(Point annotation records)
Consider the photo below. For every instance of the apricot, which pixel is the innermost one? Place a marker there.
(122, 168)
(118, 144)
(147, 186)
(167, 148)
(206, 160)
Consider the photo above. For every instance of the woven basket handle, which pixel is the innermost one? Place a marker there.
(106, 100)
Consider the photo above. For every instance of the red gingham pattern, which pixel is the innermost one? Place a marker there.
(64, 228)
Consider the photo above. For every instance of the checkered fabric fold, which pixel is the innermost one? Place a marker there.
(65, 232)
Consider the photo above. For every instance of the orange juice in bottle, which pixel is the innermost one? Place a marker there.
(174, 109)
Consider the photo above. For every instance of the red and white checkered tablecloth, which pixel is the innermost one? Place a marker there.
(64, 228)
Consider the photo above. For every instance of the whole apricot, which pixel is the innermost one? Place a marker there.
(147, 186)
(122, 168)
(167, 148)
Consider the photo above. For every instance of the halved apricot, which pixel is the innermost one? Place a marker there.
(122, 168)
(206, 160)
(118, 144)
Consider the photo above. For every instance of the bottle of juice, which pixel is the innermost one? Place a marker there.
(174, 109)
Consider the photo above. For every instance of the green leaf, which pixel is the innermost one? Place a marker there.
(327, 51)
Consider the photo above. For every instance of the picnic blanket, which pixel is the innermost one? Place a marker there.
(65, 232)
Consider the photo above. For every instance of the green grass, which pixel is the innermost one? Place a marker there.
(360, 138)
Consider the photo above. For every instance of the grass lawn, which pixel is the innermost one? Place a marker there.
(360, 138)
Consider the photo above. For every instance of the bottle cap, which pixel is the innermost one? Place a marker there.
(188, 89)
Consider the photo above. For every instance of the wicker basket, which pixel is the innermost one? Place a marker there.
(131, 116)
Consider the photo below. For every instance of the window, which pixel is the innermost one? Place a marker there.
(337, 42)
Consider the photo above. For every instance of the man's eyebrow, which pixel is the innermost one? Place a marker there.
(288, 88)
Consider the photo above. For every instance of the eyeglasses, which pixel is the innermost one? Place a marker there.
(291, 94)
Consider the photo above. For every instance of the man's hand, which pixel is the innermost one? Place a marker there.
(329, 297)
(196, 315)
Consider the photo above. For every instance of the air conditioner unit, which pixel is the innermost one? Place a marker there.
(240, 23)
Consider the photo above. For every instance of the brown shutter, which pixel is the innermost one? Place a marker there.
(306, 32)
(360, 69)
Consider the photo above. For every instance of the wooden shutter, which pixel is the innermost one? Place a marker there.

**WORK TO COMPLETE**
Begin at the line that has "the eyeglasses, which" and stop at the end of the records. Write out those lines again, changing every "innermost" to "centermost" and leaving everything else unchanged.

**EXERCISE RESULT**
Consider the photo above. For every instance of the eyeglasses, which pixel is the centermost one? Place a marker there.
(291, 94)
Consider the photo above. For every instance of the man's hand, which pixel is the centermost one? Place a marker there.
(329, 297)
(196, 315)
Consider the photo above. For every instance of the air conditioner unit, which pixel is the centermost one? Place a marker there.
(240, 23)
Consider the photo above. For every instance of the brown shutter, which pixel is the centermost one? Place a marker there.
(306, 32)
(360, 69)
Consider the photo above. For every instance of the wooden shutter, which pixel is the centermost one? Place a marker there.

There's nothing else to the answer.